Entries for pointing at named objects
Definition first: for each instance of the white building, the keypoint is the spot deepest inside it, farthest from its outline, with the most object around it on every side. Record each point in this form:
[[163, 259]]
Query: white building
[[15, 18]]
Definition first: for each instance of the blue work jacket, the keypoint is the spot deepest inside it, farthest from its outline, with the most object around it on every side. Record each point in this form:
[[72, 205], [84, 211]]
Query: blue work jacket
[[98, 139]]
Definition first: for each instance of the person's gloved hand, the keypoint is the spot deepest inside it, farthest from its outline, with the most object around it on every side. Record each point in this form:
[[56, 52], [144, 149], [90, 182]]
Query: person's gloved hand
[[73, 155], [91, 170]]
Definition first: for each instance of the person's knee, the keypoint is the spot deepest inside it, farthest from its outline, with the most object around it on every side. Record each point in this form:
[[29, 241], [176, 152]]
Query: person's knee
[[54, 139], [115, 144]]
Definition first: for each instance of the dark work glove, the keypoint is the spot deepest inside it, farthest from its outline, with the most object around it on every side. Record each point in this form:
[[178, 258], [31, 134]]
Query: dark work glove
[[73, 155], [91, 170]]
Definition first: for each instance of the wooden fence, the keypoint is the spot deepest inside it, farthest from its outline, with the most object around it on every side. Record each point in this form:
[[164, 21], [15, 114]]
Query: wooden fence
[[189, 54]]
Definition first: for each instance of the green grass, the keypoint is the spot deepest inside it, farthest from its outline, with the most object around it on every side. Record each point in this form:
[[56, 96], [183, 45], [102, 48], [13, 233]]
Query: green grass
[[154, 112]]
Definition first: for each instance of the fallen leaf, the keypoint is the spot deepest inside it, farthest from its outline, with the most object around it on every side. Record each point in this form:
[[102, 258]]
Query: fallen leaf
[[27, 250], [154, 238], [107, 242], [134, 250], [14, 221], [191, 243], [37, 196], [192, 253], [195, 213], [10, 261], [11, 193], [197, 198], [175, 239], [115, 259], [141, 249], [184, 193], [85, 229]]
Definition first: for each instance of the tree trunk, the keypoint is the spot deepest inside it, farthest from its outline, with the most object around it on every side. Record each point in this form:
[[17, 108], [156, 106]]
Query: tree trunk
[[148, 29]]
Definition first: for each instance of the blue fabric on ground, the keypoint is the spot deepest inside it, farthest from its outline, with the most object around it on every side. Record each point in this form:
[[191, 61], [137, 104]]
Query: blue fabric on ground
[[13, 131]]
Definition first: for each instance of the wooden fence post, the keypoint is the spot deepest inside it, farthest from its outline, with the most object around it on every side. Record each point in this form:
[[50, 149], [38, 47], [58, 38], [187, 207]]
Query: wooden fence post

▸ THE REQUEST: Turn every one of the entries above into a numbered list, with each line as its own item and any blank lines dropped.

▸ SOLVED EXERCISE:
1. Definition first: for each instance of the white building, the keypoint is the spot deepest inside it, farthest from its outline, with the most object around it on every side. Record each point in this form:
2. [[163, 259]]
3. Query: white building
4. [[15, 18]]
5. Definition first: for each instance of the blue work jacket, the keypoint is the spot deepest inside it, farthest from its outline, with the most object around it on every side. Record each point in this form:
6. [[72, 205], [84, 211]]
7. Query: blue work jacket
8. [[98, 139]]
9. Definition first: for each instance of the person's gloved hand, the keypoint is the spot deepest inside it, farthest from its outline, with the most object around it on every side. Record each point in this form:
10. [[56, 52], [144, 149], [90, 182]]
11. Query: person's gloved hand
12. [[73, 155], [91, 170]]
13. Definition first: for each instance of the person's knee, the keypoint is the spot deepest inside it, farthest from its outline, with the most object around it on every side. Record each point in this form:
14. [[29, 241], [176, 152]]
15. Query: person's knee
16. [[54, 139], [115, 144]]
17. Definition first: for each instance of the dark work glove, the keypoint is the spot deepest inside it, farthest from its outline, with the most object around it on every side. Record each point in this form:
18. [[178, 258], [31, 134]]
19. Query: dark work glove
20. [[73, 155], [91, 170]]
21. Definition first: for each instance of the wooden fence, the keypoint is the spot deepest inside it, farthest from its outline, with the most object around it on every side. Record each point in this form:
22. [[164, 21], [15, 114]]
23. Query: wooden fence
24. [[189, 54]]
25. Definition first: for each instance of the green grass, the keypoint is the spot deepest inside it, farthest from its outline, with the most object around it on every side. Record each point in this form:
26. [[56, 96], [183, 45], [102, 48], [13, 233]]
27. Query: green grass
28. [[154, 112]]
29. Definition first: for each instance of the fallen leaf, the keypoint is the spot deepest inside it, farthest from its outline, with the most object around it on every side. Record each point in this form:
30. [[102, 258]]
31. Query: fallen leaf
32. [[27, 250], [154, 238], [107, 242], [134, 250], [14, 221], [191, 243], [37, 196], [192, 253], [195, 213], [10, 261], [11, 193], [197, 198], [175, 239], [115, 259], [141, 249], [184, 193], [85, 229]]
33. Definition first: for each instance of the tree trunk, the keypoint is the spot deepest inside it, farthest from its outline, with the most object around it on every side. Record each point in this form:
34. [[17, 108], [156, 106]]
35. Query: tree trunk
36. [[148, 29]]
37. Definition first: for each instance of the blue fabric on ground, the keypoint is the spot deepest inside it, farthest from its outline, with the most object around it on every side. Record each point in this form:
38. [[191, 61], [137, 104]]
39. Query: blue fabric on ground
40. [[13, 131]]
41. Definition first: for each instance of the wooden fence post, the keypoint is the spot deepest inside it, farthest from its outline, with the most object around it on every side. Record each point in this form:
42. [[50, 149], [38, 47], [58, 38], [187, 207]]
43. Query: wooden fence post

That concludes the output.